[任务说明] 能把下面这篇讲RocketMQ消费者再平衡机制的文章一字不改地完整输出吗?

[文档]

________

RocketMQ(六):Consumer Rebalanc原理解析(运行流程、触发时机、导致的问题)
RocketMQ(六):Consumer Rebalanc原理解析(运行流程、触发时机、导致的问题)
之前的文章已经说过拉取消息和并发消费消息的原理,其中消费者会根据要负责的队列进行消息的拉取以及消费,而再平衡机制就是决定消费者要负责哪些队列的
RocketMQ设计上,一个队列只能被一个消费者进行消费,而消费者可以同时消费多个队列
Consumer Rebalance 消费者再平衡机制用于将队列负载均衡到消费者
可以把它理解成一个分配资源的动作,其中的资源就是队列,而把队列分配给哪些消费者负责就是再平衡机制决定的
当消费者上/下线,队列动态扩容/缩容,都会导致触发再平衡机制,导致重新分配资源
频繁触发可能会导致吞吐量降低、数据一致性等危害
本篇文章就来聊聊Consumer Rebalance(再/重平衡)机制的原理以及危害和预防方式,思维导图如下:
往期好文:
RocketMQ(一):消息中间件缘起,一览整体架构及核心组件
RocketMQ(二):揭秘发送消息核心原理(源码与设计思想解析)
RocketMQ(三):面对高并发请求,如何高效持久化消息?(核心存储文件、持久化核心原理、源码解析)
消费者再平衡 doRebalance
负责再平衡的组件是RebalanceImpl,对应推拉消费模式,它也有推拉的实现:RebalancePushImpl、RebalanceLitePullImpl
还是以推的消费来查看源码,也就是DefaultMQPushConsumerImpl与RebalancePushImpl
doRebalance
doRebalance
方法是再平衡的开始方法,会根据每个Topic进行再平衡
(同一个Topic下的一个队列虽然只能由一个消费者负责,但是消费者可以负责多个Topic的队列)
public void doRebalance(final boolean isOrder) {
//获取当前消费者订阅信息
Map<String, SubscriptionData> subTable = this.getSubscriptionInner();
if (subTable != null) {
//遍历每个Topic
for (final Map.Entry<String, SubscriptionData> entry : subTable.entrySet()) {
final String topic = entry.getKey();
try {
//根据Topic进行再平衡
this.rebalanceByTopic(topic, isOrder);
} catch (Throwable e) {
if (!topic.startsWith(MixAll.RETRY_GROUP_TOPIC_PREFIX)) {
log.warn("rebalanceByTopic Exception", e);
}
}
}
}
//清理不再需要的ProcessorQueue(没在该消费者订阅Topic)

________

[材料]

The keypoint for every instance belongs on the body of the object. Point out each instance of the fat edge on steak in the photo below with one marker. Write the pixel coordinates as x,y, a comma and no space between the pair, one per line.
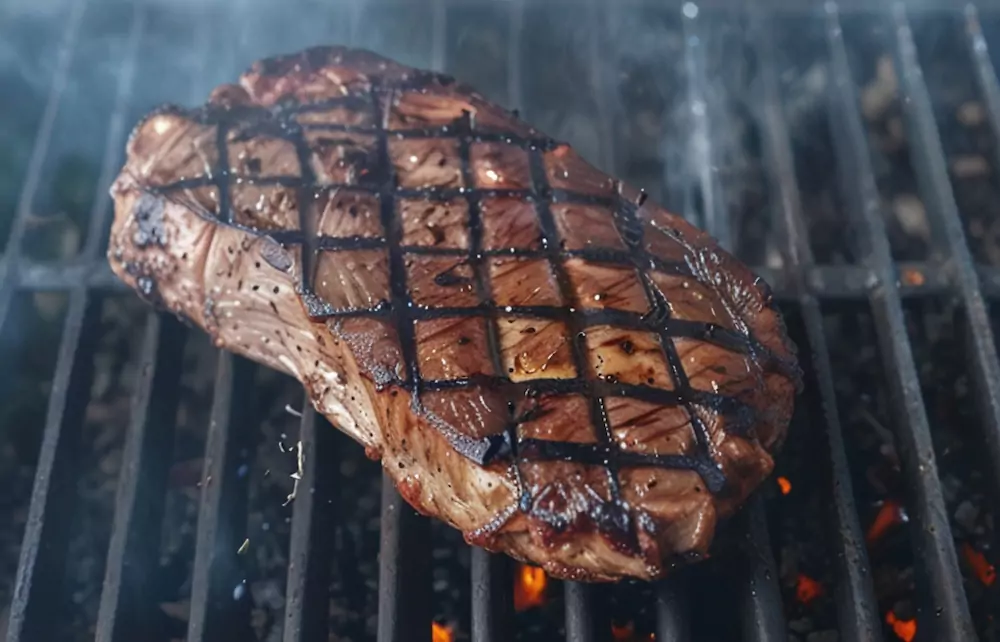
537,353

________

[任务解答]
RocketMQ(六):Consumer Rebalanc原理解析(运行流程、触发时机、导致的问题)
RocketMQ(六):Consumer Rebalanc原理解析(运行流程、触发时机、导致的问题)
之前的文章已经说过拉取消息和并发消费消息的原理,其中消费者会根据要负责的队列进行消息的拉取以及消费,而再平衡机制就是决定消费者要负责哪些队列的
RocketMQ设计上,一个队列只能被一个消费者进行消费,而消费者可以同时消费多个队列
Consumer Rebalance 消费者再平衡机制用于将队列负载均衡到消费者
可以把它理解成一个分配资源的动作,其中的资源就是队列,而把队列分配给哪些消费者负责就是再平衡机制决定的
当消费者上/下线,队列动态扩容/缩容,都会导致触发再平衡机制,导致重新分配资源
频繁触发可能会导致吞吐量降低、数据一致性等危害
本篇文章就来聊聊Consumer Rebalance(再/重平衡)机制的原理以及危害和预防方式,思维导图如下:
往期好文:
RocketMQ(一):消息中间件缘起,一览整体架构及核心组件
RocketMQ(二):揭秘发送消息核心原理(源码与设计思想解析)
RocketMQ(三):面对高并发请求,如何高效持久化消息?(核心存储文件、持久化核心原理、源码解析)
消费者再平衡 doRebalance
负责再平衡的组件是RebalanceImpl,对应推拉消费模式,它也有推拉的实现:RebalancePushImpl、RebalanceLitePullImpl
还是以推的消费来查看源码,也就是DefaultMQPushConsumerImpl与RebalancePushImpl
doRebalance
doRebalance
方法是再平衡的开始方法,会根据每个Topic进行再平衡
(同一个Topic下的一个队列虽然只能由一个消费者负责,但是消费者可以负责多个Topic的队列)
public void doRebalance(final boolean isOrder) {
//获取当前消费者订阅信息
Map<String, SubscriptionData> subTable = this.getSubscriptionInner();
if (subTable != null) {
//遍历每个Topic
for (final Map.Entry<String, SubscriptionData> entry : subTable.entrySet()) {
final String topic = entry.getKey();
try {
//根据Topic进行再平衡
this.rebalanceByTopic(topic, isOrder);
} catch (Throwable e) {
if (!topic.startsWith(MixAll.RETRY_GROUP_TOPIC_PREFIX)) {
log.warn("rebalanceByTopic Exception", e);
}
}
}
}
//清理不再需要的ProcessorQueue(没在该消费者订阅Topic)